▸ Material provided:
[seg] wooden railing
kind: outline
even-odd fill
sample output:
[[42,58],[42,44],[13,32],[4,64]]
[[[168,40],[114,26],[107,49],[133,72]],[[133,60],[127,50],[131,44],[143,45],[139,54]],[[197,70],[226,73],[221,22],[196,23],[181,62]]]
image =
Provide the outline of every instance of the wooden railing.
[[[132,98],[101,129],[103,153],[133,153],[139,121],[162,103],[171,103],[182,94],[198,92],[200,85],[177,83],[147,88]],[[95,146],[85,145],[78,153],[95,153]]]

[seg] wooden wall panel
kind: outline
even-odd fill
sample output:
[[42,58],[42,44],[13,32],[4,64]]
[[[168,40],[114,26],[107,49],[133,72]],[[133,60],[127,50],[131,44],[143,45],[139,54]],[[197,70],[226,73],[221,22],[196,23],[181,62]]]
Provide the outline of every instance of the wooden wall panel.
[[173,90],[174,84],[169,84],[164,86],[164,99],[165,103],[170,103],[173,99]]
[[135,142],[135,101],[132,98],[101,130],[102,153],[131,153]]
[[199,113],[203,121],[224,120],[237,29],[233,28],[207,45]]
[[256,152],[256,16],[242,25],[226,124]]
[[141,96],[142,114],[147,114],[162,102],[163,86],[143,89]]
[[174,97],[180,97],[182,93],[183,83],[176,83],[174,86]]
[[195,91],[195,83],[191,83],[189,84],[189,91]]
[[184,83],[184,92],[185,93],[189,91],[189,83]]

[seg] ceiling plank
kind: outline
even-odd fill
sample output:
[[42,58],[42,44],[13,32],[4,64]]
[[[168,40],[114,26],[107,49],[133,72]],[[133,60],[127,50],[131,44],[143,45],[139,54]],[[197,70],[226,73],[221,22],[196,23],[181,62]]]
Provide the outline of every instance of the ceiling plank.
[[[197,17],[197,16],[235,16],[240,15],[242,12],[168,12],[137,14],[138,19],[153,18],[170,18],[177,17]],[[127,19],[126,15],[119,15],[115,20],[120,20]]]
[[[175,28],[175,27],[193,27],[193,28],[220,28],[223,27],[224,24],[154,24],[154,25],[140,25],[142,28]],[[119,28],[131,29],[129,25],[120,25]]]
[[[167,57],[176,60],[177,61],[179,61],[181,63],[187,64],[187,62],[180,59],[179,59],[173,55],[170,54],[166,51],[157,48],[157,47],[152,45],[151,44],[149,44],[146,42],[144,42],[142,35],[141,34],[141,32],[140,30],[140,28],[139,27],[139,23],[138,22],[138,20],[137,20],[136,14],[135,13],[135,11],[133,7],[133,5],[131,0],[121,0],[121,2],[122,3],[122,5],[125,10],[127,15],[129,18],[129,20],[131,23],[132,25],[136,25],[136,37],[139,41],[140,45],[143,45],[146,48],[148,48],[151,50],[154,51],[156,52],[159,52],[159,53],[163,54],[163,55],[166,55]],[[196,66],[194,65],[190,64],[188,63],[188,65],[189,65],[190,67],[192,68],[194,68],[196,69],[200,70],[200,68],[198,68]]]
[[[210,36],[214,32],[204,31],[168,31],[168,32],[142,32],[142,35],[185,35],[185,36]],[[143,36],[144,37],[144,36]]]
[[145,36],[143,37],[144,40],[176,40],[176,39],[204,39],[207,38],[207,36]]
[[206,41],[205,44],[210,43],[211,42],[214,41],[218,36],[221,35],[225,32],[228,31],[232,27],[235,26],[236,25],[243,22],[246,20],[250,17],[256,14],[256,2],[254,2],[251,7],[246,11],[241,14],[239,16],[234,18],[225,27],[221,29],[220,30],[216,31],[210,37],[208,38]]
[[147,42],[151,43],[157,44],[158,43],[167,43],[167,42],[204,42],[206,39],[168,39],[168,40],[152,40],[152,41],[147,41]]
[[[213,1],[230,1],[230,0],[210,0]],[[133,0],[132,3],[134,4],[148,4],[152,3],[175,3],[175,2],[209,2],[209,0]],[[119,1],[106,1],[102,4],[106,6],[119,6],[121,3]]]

▸ The request:
Rewrite every line above as a JSON array of strings, one string per line, and omit the blank lines.

▸ Complete answer:
[
  "[seg] wooden railing",
  "kind: outline",
  "even-odd fill",
  "sample output:",
  "[[42,58],[42,44],[13,32],[4,64]]",
  "[[[168,40],[114,26],[107,49],[133,72]],[[133,60],[127,50],[131,44],[143,45],[139,54]],[[197,70],[226,73],[221,22],[196,23],[181,62]]]",
  "image =",
  "Provide the outline of every instance of the wooden railing.",
  "[[[132,98],[101,129],[103,153],[133,153],[139,121],[162,103],[171,103],[182,94],[198,92],[200,85],[177,83],[147,88]],[[95,146],[85,145],[78,153],[95,153]]]",
  "[seg] wooden wall panel",
  "kind: outline",
  "even-odd fill",
  "sample output:",
  "[[42,58],[42,44],[13,32],[4,64]]",
  "[[[168,40],[114,26],[107,49],[133,72]],[[133,60],[127,50],[131,44],[143,45],[139,54]],[[197,70],[226,73],[221,22],[196,23],[181,62]]]",
  "Provide the outline of every instance of the wooden wall panel.",
  "[[173,90],[174,84],[169,84],[164,86],[164,99],[165,103],[170,103],[173,99]]",
  "[[135,142],[135,101],[132,98],[101,130],[102,153],[131,153]]",
  "[[199,113],[203,121],[224,120],[237,29],[233,28],[207,45]]",
  "[[256,152],[256,16],[242,25],[226,124]]",
  "[[141,96],[142,114],[147,114],[162,102],[163,86],[143,89]]",
  "[[174,97],[180,97],[182,93],[183,83],[176,83],[174,86]]",
  "[[195,91],[195,83],[191,83],[189,84],[189,91]]",
  "[[184,83],[184,92],[185,93],[189,91],[189,83]]",
  "[seg] ceiling plank",
  "kind: outline",
  "even-odd fill",
  "sample output:",
  "[[42,58],[42,44],[13,32],[4,64]]",
  "[[[168,40],[114,26],[107,49],[133,72]],[[133,60],[127,50],[131,44],[143,45],[139,54]],[[197,70],[226,73],[221,22],[196,23],[181,62]]]",
  "Provide the outline of every instance of the ceiling plank.",
  "[[[197,17],[197,16],[235,16],[240,15],[242,12],[168,12],[137,14],[138,19],[153,18],[170,18],[177,17]],[[127,19],[126,15],[119,15],[115,20],[120,20]]]",
  "[[[175,28],[175,27],[193,27],[193,28],[220,28],[223,27],[224,24],[154,24],[154,25],[140,25],[142,28]],[[119,28],[131,29],[129,25],[120,25]]]",
  "[[[167,57],[176,60],[177,61],[179,61],[181,63],[187,64],[187,62],[180,59],[179,59],[173,55],[170,54],[166,51],[157,48],[157,47],[152,45],[151,44],[149,44],[146,42],[144,42],[142,35],[141,34],[141,32],[140,30],[140,28],[139,27],[139,23],[138,22],[138,20],[137,20],[136,14],[135,13],[135,11],[133,7],[133,5],[131,0],[121,0],[121,2],[122,3],[122,5],[125,10],[127,15],[129,18],[129,20],[131,23],[132,25],[136,25],[136,37],[139,41],[140,45],[143,45],[146,48],[148,48],[151,50],[154,51],[156,52],[159,52],[159,53],[163,54],[163,55],[166,55]],[[196,66],[194,65],[190,64],[188,63],[188,65],[189,65],[190,67],[192,68],[194,68],[196,69],[200,70],[200,68],[198,68]]]",
  "[[[210,36],[214,32],[204,31],[168,31],[168,32],[142,32],[142,35],[185,35],[185,36]],[[143,36],[144,37],[144,36]]]",
  "[[145,36],[143,37],[144,40],[176,40],[176,39],[204,39],[207,38],[207,36]]",
  "[[206,41],[205,44],[210,43],[211,42],[214,41],[218,36],[221,35],[225,32],[228,31],[232,27],[235,26],[236,25],[243,22],[246,20],[250,17],[256,14],[256,2],[254,2],[251,7],[246,11],[241,14],[239,16],[234,18],[225,27],[221,29],[220,30],[216,31],[210,37],[208,38]]",
  "[[147,42],[151,43],[157,44],[158,43],[167,43],[167,42],[204,42],[206,39],[168,39],[168,40],[152,40],[152,41],[147,41]]",
  "[[[213,1],[230,1],[230,0],[210,0]],[[133,0],[132,3],[134,4],[148,4],[152,3],[175,3],[175,2],[209,2],[209,0]],[[119,1],[106,1],[102,4],[106,6],[119,6],[121,3]]]"
]